● **What to work on**:
Every line below that holds the word "label" must be listed.

Collected data
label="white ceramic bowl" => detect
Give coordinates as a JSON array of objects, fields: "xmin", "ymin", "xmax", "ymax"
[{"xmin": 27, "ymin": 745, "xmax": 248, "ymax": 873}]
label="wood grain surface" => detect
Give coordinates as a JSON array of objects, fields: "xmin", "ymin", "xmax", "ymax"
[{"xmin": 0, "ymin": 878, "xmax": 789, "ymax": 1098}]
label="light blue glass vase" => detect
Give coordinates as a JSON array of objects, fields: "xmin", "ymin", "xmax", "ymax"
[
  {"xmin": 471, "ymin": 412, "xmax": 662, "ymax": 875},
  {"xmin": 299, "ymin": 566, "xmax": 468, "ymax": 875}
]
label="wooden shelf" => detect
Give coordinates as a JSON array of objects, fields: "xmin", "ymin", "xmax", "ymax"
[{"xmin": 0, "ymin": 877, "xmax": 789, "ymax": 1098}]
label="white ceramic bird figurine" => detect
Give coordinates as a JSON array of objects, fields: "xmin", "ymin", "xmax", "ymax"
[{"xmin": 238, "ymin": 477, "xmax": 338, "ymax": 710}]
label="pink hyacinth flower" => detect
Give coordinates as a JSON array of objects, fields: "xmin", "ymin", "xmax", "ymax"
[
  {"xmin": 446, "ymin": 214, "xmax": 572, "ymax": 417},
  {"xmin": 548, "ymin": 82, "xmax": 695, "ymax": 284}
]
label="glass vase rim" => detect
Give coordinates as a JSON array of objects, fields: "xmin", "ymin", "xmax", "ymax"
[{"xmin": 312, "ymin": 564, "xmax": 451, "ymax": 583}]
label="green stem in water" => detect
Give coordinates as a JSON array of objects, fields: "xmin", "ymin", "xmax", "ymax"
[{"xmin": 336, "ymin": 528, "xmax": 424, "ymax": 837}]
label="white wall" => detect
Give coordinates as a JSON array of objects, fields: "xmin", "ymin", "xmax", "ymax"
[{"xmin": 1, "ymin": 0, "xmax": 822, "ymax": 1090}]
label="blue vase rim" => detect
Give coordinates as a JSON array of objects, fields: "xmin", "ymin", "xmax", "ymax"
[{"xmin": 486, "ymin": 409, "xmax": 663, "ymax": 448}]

● **Your solution**:
label="white ceramic bowl" => detect
label="wood grain surface" => detect
label="light blue glass vase" => detect
label="wooden shelf" => detect
label="white ceramic bird figurine" => detect
label="pink hyacinth flower" => detect
label="glass vase rim" => detect
label="green stem in water" => detect
label="white wall" => detect
label="blue vase rim" => detect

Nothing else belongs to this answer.